Prompt >> All that is needed is each line of the entries holding the word "bank", copied as it stands.

***** Available records *****

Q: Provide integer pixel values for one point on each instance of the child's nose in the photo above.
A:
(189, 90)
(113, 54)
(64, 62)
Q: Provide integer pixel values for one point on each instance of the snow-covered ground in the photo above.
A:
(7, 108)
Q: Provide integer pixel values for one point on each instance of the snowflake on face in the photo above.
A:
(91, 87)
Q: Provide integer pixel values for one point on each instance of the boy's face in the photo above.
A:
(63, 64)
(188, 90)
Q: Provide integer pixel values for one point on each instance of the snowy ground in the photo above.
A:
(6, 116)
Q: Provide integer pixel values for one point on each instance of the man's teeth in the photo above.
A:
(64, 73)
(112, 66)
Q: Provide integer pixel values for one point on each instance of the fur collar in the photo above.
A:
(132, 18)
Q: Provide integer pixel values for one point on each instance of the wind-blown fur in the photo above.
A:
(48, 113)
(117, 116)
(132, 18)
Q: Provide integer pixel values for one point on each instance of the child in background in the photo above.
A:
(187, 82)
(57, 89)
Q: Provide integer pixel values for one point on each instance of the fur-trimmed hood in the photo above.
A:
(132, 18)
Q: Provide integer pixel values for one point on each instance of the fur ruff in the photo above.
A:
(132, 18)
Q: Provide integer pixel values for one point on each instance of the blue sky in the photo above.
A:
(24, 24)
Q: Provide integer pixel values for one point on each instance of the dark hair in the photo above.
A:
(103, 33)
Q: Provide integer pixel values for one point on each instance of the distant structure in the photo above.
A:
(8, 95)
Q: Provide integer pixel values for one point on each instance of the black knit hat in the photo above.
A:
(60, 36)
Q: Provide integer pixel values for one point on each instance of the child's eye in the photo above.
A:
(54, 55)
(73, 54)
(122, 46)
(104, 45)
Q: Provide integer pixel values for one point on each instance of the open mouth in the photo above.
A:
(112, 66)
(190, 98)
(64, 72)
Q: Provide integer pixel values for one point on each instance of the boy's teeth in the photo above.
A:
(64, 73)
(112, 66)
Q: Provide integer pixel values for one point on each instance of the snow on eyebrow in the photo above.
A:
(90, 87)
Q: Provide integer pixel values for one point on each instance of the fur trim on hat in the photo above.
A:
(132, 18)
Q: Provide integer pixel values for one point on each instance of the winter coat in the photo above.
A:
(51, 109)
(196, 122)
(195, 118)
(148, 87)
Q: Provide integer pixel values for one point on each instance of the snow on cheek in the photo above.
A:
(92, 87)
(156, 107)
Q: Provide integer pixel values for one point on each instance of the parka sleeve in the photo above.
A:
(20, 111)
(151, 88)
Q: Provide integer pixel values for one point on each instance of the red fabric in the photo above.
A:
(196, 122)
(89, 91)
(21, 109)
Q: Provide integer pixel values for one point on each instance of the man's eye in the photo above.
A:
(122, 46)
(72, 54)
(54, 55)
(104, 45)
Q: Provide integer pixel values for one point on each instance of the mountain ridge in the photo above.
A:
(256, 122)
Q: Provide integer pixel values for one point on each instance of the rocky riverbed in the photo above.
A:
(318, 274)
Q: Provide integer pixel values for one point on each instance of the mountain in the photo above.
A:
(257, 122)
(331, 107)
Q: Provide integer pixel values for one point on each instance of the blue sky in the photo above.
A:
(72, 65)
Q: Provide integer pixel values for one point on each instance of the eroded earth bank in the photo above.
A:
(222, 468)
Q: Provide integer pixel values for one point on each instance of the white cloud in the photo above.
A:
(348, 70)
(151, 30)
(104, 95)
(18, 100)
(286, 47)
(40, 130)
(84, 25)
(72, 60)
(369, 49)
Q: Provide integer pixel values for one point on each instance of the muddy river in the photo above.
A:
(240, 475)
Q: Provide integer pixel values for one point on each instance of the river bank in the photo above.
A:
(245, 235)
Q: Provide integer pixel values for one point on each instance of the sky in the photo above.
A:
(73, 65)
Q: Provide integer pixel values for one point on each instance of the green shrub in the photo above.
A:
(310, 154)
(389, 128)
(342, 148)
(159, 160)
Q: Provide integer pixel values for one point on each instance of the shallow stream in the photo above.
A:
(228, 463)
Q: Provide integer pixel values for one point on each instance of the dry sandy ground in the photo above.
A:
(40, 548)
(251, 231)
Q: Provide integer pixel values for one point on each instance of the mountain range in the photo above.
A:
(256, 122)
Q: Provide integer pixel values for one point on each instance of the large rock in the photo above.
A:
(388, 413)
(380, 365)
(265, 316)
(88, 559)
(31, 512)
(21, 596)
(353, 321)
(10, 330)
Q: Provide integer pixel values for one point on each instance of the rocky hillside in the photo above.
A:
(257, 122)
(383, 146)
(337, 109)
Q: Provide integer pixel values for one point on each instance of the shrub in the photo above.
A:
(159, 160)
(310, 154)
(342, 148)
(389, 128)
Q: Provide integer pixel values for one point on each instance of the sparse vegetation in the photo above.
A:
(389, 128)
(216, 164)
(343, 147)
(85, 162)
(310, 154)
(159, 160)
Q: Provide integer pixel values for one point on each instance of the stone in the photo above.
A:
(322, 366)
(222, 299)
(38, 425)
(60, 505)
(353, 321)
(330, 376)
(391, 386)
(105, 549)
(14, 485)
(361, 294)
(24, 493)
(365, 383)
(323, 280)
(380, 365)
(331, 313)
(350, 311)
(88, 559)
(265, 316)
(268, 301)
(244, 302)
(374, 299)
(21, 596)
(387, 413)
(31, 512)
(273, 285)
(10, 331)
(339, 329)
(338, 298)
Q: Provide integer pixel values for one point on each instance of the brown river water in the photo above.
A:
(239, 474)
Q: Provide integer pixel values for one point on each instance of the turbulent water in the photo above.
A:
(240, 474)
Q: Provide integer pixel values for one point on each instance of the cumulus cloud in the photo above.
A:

*****

Solution >>
Q: Provide integer pixel values for one point on each instance of the eroded earth bank in the photo above.
Q: Provide integer pixel values for one point on each instance of the river bank in the photo above.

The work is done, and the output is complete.